• **EXERCISE DIRECTIONS**
Starting from the first line below, repeat the data exactly through to the last.

*****

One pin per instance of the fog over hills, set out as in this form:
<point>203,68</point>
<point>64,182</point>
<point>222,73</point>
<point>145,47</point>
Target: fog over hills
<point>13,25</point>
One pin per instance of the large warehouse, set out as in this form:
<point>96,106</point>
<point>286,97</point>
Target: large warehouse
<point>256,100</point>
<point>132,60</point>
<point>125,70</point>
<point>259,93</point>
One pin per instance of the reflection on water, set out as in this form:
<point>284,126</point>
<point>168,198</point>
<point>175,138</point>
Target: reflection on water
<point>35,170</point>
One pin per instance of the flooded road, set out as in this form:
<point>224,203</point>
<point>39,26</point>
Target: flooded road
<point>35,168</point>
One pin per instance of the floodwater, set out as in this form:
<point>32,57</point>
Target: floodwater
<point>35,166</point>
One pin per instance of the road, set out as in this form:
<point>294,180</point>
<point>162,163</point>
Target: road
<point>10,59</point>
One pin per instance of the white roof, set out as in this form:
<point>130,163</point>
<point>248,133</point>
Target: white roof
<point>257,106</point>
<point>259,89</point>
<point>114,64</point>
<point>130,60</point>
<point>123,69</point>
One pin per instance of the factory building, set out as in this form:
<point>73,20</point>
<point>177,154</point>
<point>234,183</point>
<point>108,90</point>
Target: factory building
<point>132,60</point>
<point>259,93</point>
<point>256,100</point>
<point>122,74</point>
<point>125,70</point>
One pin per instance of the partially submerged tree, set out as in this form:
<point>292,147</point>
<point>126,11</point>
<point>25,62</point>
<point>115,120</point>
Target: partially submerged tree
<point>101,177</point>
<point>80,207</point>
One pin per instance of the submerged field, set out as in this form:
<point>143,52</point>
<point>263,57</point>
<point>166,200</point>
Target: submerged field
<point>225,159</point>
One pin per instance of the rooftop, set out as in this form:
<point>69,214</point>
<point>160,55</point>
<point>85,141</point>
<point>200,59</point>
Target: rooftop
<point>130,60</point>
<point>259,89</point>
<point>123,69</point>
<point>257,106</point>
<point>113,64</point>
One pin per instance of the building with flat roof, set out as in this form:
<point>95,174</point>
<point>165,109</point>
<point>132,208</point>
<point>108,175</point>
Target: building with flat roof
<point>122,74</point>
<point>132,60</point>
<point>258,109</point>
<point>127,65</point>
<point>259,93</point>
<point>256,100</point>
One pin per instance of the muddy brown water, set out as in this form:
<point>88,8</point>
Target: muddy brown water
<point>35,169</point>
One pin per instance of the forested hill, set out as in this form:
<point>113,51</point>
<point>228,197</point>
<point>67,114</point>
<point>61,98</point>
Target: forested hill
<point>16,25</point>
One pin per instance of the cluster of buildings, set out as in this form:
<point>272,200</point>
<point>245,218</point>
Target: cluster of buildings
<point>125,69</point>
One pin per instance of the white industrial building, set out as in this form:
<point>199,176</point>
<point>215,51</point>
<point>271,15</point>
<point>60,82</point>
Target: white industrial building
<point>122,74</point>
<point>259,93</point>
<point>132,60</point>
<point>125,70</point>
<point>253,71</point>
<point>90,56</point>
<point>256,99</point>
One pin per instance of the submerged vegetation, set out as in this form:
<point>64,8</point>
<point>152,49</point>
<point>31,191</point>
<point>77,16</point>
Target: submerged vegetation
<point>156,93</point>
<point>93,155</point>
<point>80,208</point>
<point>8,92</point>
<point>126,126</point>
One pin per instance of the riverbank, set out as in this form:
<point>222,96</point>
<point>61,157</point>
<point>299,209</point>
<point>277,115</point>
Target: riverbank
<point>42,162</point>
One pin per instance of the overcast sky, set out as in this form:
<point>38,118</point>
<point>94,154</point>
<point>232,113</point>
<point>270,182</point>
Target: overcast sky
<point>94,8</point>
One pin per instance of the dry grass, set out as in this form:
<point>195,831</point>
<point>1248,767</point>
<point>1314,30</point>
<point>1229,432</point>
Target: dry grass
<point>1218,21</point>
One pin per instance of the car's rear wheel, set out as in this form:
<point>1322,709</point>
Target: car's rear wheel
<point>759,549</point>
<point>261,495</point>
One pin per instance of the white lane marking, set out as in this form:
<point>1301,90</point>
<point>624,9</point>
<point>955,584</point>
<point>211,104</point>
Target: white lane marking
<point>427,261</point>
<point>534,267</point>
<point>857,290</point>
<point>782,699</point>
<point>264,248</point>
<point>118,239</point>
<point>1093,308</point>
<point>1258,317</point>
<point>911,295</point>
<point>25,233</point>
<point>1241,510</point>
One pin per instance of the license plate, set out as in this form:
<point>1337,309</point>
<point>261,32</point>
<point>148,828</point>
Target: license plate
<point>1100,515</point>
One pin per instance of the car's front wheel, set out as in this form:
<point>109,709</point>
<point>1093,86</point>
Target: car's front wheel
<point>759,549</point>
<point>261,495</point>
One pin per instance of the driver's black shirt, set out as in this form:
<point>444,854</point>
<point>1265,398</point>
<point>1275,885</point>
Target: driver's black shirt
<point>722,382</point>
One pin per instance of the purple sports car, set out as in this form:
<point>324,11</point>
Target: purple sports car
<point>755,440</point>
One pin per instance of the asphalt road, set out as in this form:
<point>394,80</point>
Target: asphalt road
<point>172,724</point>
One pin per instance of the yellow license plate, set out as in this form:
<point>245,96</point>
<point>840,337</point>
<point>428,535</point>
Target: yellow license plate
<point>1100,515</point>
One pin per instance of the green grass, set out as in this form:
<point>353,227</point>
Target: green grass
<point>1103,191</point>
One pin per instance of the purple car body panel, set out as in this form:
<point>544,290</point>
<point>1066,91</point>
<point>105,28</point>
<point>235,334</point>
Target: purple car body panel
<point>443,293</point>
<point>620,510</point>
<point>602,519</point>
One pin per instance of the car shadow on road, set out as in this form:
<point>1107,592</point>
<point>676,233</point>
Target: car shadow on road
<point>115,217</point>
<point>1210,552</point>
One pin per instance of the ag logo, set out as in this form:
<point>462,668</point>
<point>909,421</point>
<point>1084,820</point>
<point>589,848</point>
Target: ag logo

*****

• **ANSWER**
One pin per instance of the fog over hills, set out as in this form:
<point>203,68</point>
<point>64,182</point>
<point>222,73</point>
<point>145,47</point>
Target: fog over hills
<point>13,25</point>
One pin per instance of the large warehouse, set out as in this form:
<point>96,106</point>
<point>286,97</point>
Target: large warehouse
<point>256,100</point>
<point>132,60</point>
<point>125,70</point>
<point>259,93</point>
One pin per instance of the reflection on water, set out as in this form:
<point>284,126</point>
<point>168,198</point>
<point>175,138</point>
Target: reflection on water
<point>35,170</point>
One pin per instance of the flooded road, set out as in this form:
<point>224,203</point>
<point>39,26</point>
Target: flooded road
<point>35,168</point>
One pin per instance of the floodwater, set out as in this form:
<point>32,57</point>
Target: floodwater
<point>35,166</point>
One pin per instance of the road, set out as in this form:
<point>294,180</point>
<point>162,163</point>
Target: road
<point>10,59</point>
One pin per instance of the white roof, set out as in this form:
<point>130,163</point>
<point>248,133</point>
Target: white roof
<point>257,106</point>
<point>259,89</point>
<point>114,64</point>
<point>130,60</point>
<point>123,69</point>
One pin per instance of the factory building, set out as in this form:
<point>73,20</point>
<point>177,154</point>
<point>234,183</point>
<point>108,90</point>
Target: factory building
<point>132,60</point>
<point>259,93</point>
<point>256,100</point>
<point>122,74</point>
<point>125,70</point>
One pin per instance of the partially submerged tree, set out as in this form:
<point>292,147</point>
<point>126,11</point>
<point>25,62</point>
<point>115,120</point>
Target: partially submerged tree
<point>101,177</point>
<point>80,207</point>
One pin per instance of the submerged field, set out as in this form:
<point>143,52</point>
<point>263,57</point>
<point>166,200</point>
Target: submerged field
<point>225,159</point>
One pin per instance of the rooftop, set out as in this form:
<point>69,214</point>
<point>160,55</point>
<point>85,141</point>
<point>200,59</point>
Target: rooftop
<point>130,60</point>
<point>259,89</point>
<point>123,69</point>
<point>257,106</point>
<point>113,64</point>
One pin per instance of the building with flat roof, set out as in this form:
<point>95,174</point>
<point>165,109</point>
<point>132,208</point>
<point>108,175</point>
Target: building with flat roof
<point>122,74</point>
<point>132,60</point>
<point>258,109</point>
<point>127,65</point>
<point>259,93</point>
<point>256,100</point>
One pin per instance of the muddy brown water, set out as in this form:
<point>88,8</point>
Target: muddy brown water
<point>35,169</point>
One pin per instance of the forested hill, set out as in this form:
<point>113,51</point>
<point>228,197</point>
<point>67,114</point>
<point>61,98</point>
Target: forested hill
<point>16,25</point>
One pin per instance of the cluster of buildings, set out as in this form:
<point>272,200</point>
<point>245,218</point>
Target: cluster of buildings
<point>125,69</point>
One pin per instance of the white industrial building, set out as in this form:
<point>199,176</point>
<point>215,51</point>
<point>271,15</point>
<point>60,82</point>
Target: white industrial building
<point>122,74</point>
<point>259,93</point>
<point>132,60</point>
<point>125,70</point>
<point>253,71</point>
<point>90,56</point>
<point>256,99</point>
One pin per instance of the submerged vegetation, set out as in this form:
<point>64,8</point>
<point>152,49</point>
<point>31,191</point>
<point>77,16</point>
Target: submerged vegetation
<point>156,93</point>
<point>93,155</point>
<point>80,208</point>
<point>8,92</point>
<point>126,126</point>
One pin per instance of the riverbank, set out as in this form:
<point>222,96</point>
<point>61,157</point>
<point>299,209</point>
<point>277,115</point>
Target: riverbank
<point>42,162</point>
One pin per instance of the overcast sky, set out as in this form:
<point>38,118</point>
<point>94,154</point>
<point>232,113</point>
<point>270,182</point>
Target: overcast sky
<point>94,8</point>
One pin per instance of the dry grass, set out as in this form:
<point>195,831</point>
<point>1248,767</point>
<point>1314,30</point>
<point>1229,432</point>
Target: dry grass
<point>1218,21</point>
One pin per instance of the car's rear wheel, set out as in this form:
<point>1322,709</point>
Target: car's rear wheel
<point>759,549</point>
<point>261,495</point>
One pin per instance of the white lane marking, set out as in this form:
<point>1301,90</point>
<point>624,9</point>
<point>955,584</point>
<point>211,104</point>
Target: white lane marking
<point>427,261</point>
<point>534,267</point>
<point>857,290</point>
<point>782,699</point>
<point>264,248</point>
<point>118,239</point>
<point>1093,308</point>
<point>1258,317</point>
<point>911,295</point>
<point>25,233</point>
<point>1241,510</point>
One pin per instance of the license plate, set out as in this form:
<point>1337,309</point>
<point>261,32</point>
<point>148,828</point>
Target: license plate
<point>1100,515</point>
One pin per instance of the car's front wheel, set out as in this form:
<point>109,709</point>
<point>1093,86</point>
Target: car's front wheel
<point>759,549</point>
<point>261,495</point>
One pin per instance of the driver's black shirt, set out as in this form:
<point>444,854</point>
<point>1265,398</point>
<point>1275,885</point>
Target: driver's black shirt
<point>722,382</point>
One pin per instance of the purple sports car, set out as in this form:
<point>324,11</point>
Target: purple sports car
<point>755,440</point>
One pin per instance of the asphalt road, set out as in this form:
<point>394,80</point>
Target: asphalt road
<point>172,724</point>
One pin per instance of the yellow license plate, set out as in this form:
<point>245,96</point>
<point>840,337</point>
<point>428,535</point>
Target: yellow license plate
<point>1100,515</point>
One pin per instance of the green grass, set out as in this form:
<point>353,227</point>
Target: green grass
<point>1103,191</point>
One pin per instance of the purple car body panel, set out as in this form:
<point>544,290</point>
<point>1066,91</point>
<point>105,28</point>
<point>235,334</point>
Target: purple car body panel
<point>443,293</point>
<point>620,510</point>
<point>602,519</point>
One pin per instance of the car shadow on road, set out as in this form:
<point>1107,592</point>
<point>676,233</point>
Target: car shadow on road
<point>115,217</point>
<point>1210,552</point>
One pin per instance of the ag logo, set out as in this form:
<point>462,668</point>
<point>909,421</point>
<point>1084,820</point>
<point>589,848</point>
Target: ag logo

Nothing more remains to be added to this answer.